(Part of a data file)
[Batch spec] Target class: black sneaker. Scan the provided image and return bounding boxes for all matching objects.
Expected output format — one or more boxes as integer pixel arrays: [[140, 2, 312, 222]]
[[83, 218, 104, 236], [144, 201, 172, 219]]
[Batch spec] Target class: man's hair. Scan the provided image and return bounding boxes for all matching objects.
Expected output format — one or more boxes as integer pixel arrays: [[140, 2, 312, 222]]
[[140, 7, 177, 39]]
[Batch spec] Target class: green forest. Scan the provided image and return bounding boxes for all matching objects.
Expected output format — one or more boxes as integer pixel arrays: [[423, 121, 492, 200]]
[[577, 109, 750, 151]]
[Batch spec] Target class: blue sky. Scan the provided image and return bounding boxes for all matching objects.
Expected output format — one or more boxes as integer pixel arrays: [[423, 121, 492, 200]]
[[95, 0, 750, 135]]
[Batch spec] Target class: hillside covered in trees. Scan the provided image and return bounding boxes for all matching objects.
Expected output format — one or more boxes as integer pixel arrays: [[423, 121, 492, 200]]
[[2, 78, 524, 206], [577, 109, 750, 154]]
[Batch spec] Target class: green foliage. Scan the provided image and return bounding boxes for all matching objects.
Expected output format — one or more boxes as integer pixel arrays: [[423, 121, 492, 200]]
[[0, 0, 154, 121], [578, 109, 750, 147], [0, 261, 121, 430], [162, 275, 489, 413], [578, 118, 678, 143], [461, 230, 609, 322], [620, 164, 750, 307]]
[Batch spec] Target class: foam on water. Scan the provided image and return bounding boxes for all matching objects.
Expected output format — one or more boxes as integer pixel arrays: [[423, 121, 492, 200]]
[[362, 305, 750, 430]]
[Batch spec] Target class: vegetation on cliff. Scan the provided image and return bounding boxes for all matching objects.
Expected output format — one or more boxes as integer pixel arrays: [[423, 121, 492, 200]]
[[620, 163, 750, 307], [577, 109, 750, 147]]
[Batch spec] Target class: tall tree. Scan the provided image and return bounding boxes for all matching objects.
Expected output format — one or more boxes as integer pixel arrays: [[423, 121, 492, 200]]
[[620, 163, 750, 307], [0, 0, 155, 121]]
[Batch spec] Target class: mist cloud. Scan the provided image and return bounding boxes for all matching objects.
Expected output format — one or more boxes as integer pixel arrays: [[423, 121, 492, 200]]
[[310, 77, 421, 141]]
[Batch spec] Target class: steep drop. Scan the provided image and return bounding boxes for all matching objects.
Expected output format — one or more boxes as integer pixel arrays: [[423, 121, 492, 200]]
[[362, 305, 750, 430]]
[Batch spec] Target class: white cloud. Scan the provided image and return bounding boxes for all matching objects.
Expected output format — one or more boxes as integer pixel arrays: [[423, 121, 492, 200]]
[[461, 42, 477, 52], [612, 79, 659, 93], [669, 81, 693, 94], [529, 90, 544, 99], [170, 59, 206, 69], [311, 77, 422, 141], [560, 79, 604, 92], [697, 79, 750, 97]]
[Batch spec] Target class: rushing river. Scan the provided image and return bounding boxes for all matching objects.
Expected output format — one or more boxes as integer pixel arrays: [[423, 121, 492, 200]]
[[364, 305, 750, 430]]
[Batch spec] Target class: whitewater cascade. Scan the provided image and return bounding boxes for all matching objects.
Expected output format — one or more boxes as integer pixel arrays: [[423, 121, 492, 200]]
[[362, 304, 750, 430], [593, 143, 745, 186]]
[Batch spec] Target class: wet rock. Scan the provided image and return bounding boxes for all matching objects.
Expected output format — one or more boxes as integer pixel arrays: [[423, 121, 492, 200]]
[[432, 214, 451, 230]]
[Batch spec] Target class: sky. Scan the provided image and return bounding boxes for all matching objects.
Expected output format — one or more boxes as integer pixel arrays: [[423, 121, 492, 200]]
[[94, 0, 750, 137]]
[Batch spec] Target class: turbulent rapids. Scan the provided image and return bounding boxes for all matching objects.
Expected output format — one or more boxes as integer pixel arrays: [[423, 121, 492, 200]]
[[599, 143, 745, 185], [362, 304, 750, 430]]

> PROMPT
Render the stretch of data from the line containing "[Batch spec] Target class: blue" through the line containing "[[2, 78, 524, 206], [577, 109, 750, 154]]" as a two-column CSV with the headers text and answer. Give one row for each text paired with its answer, put each value in a single quoted field, and replace line breaks with spaces.

> RESPONSE TO THE EXERCISE
text,answer
"[Batch spec] Target class: blue sky. Scan the provided image and return bounding boxes for all matching objects. Expected output format — one or more boxes as integer pixel arrays: [[423, 121, 492, 200]]","[[95, 0, 750, 135]]"
"[Batch spec] Target class: hillside covered in trees. Scan the provided image and return bounding boxes for all matching objects. Expected output format — one or more boxes as integer pixel arrays: [[423, 121, 492, 200]]","[[2, 78, 524, 206], [577, 109, 750, 154]]"